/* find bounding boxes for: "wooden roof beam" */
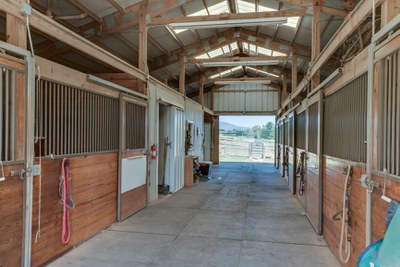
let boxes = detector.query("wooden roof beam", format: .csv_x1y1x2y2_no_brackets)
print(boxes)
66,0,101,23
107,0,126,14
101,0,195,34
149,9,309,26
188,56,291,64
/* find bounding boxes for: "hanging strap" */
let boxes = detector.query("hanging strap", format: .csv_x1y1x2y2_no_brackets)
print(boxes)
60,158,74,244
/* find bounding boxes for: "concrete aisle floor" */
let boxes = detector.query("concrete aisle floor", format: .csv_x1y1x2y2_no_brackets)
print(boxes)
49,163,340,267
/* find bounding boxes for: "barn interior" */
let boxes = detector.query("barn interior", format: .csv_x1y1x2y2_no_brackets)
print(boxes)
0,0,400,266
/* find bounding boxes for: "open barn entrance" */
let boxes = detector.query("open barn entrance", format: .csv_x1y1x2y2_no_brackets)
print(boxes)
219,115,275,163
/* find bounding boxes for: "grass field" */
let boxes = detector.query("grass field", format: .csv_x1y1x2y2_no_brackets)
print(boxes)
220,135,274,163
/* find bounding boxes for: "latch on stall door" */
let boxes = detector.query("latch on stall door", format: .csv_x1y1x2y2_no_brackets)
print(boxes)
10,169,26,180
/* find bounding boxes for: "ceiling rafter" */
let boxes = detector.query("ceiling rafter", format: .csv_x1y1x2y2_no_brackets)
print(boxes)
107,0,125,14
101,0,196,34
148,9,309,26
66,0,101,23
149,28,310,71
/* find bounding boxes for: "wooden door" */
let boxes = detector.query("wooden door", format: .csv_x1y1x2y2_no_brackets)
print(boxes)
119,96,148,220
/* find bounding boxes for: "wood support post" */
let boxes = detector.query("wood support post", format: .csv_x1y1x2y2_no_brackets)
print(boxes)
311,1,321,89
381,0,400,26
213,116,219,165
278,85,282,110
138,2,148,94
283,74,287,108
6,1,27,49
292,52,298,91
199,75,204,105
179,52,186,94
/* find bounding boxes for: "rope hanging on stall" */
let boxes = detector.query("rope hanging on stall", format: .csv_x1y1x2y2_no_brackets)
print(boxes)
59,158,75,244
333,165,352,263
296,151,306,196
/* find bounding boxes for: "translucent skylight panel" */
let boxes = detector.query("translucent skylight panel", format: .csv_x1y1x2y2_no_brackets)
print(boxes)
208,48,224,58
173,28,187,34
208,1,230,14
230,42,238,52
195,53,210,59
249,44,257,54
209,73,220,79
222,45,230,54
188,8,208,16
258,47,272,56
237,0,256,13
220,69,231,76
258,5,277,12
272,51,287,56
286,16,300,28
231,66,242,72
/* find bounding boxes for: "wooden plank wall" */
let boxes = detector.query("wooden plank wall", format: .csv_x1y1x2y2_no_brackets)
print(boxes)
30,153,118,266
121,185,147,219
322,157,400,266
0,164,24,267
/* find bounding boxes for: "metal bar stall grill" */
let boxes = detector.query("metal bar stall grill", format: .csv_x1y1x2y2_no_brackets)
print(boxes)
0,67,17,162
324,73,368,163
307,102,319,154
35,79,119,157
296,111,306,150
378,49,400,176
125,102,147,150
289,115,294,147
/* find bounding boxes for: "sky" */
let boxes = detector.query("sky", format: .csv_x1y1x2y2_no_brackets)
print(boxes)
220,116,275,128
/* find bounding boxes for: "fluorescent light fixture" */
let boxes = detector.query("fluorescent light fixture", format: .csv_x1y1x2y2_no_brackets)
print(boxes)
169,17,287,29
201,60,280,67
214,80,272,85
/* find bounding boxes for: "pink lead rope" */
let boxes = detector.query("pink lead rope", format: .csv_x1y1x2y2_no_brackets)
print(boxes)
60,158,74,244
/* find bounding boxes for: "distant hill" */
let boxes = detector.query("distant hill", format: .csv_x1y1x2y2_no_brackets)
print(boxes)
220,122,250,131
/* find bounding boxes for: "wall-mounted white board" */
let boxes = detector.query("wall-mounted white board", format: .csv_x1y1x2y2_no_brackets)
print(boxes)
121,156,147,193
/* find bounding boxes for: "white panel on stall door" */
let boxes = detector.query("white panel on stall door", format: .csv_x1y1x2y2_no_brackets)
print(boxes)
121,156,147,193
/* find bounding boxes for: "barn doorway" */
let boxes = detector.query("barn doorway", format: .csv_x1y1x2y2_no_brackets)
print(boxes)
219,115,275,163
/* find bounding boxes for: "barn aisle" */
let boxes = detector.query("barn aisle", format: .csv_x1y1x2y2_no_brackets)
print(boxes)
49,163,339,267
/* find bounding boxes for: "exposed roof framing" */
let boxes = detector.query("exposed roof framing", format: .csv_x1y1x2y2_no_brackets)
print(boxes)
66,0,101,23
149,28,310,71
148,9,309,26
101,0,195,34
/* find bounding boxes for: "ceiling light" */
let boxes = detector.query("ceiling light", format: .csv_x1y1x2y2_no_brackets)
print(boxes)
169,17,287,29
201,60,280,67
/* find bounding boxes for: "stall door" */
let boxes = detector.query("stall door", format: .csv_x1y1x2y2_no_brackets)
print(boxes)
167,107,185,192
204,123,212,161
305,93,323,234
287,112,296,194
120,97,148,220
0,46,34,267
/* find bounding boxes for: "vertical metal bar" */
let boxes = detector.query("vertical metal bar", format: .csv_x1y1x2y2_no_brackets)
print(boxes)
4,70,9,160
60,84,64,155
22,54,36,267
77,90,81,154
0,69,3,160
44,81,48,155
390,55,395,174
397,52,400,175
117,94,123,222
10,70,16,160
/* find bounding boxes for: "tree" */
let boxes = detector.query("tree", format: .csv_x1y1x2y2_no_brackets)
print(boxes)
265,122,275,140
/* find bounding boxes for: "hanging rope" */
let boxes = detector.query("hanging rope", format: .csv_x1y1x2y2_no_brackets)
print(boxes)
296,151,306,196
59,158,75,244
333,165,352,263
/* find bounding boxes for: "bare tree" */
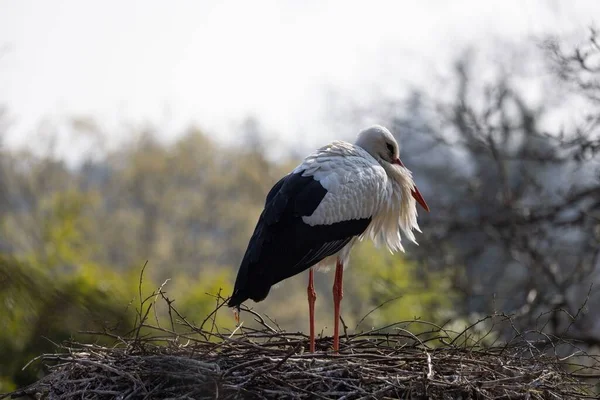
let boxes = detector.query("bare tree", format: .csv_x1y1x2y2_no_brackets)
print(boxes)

> **Work task**
Report all lines of the data that include the word "board".

> **Response to this task**
/* find bounding boxes for: "wall-mounted white board" */
let boxes = detector.query("wall-mounted white board", format: .csv_x1y1x2y2_no_brackets)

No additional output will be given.